### What you should do:
Please return every line of the records below that holds the word "horn".

### Given data:
== == ==

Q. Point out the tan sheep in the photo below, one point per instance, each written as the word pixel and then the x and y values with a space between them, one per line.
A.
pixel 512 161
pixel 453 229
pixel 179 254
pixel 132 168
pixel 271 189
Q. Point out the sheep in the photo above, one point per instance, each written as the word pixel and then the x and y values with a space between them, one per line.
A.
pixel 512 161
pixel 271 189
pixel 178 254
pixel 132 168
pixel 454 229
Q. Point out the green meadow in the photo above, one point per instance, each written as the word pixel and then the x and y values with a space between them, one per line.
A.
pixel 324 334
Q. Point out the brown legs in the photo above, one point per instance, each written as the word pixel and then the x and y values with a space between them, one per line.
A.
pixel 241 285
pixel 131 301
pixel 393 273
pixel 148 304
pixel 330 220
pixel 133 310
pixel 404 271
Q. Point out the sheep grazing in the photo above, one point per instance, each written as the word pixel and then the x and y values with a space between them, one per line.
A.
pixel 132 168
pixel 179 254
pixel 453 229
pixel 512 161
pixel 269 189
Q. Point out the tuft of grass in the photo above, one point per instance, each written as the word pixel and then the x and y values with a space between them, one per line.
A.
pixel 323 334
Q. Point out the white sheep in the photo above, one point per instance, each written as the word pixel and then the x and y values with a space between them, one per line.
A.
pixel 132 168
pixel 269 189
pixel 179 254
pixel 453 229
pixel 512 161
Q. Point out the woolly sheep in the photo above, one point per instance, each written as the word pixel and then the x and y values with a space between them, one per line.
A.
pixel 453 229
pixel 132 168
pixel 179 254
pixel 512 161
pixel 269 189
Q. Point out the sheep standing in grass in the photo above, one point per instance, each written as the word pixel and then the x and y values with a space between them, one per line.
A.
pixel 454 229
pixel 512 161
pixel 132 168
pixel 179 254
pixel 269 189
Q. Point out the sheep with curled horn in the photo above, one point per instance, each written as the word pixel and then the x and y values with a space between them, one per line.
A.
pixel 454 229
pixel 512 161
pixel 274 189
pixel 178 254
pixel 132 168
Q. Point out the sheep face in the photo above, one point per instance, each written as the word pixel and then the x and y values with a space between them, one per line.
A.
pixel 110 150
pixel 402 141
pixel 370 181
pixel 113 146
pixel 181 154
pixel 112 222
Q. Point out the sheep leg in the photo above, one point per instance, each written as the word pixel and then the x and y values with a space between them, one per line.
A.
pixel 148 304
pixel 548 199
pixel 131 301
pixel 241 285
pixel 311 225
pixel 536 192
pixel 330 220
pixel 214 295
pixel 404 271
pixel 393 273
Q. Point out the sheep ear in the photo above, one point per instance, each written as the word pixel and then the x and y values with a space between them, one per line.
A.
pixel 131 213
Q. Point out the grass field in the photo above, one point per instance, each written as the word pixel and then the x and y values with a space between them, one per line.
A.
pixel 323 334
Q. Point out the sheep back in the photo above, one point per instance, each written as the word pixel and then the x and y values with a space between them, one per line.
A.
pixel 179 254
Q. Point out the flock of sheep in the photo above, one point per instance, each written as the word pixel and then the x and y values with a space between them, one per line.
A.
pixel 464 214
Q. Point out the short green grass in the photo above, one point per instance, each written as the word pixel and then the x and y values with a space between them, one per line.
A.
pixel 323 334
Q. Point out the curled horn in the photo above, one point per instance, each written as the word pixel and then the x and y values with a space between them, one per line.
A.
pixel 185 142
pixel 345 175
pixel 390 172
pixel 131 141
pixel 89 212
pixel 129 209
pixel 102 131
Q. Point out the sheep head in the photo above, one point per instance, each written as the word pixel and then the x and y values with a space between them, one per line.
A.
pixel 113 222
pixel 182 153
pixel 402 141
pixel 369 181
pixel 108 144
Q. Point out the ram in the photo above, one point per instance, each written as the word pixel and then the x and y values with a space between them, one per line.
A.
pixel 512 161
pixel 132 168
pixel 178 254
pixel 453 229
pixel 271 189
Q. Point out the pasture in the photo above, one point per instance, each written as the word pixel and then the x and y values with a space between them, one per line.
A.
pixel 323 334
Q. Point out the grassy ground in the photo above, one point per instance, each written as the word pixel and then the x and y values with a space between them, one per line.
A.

== == ==

### Completed task:
Q. Point out the sheep with curled horn in the photo above, one point per instance, each written as the word pixel and then the x and y values with a space between them, one per line.
Q. Point out the curled horn in the photo above, one point per instance, each written as the word pixel and then the x and y values with a space between them, one per line.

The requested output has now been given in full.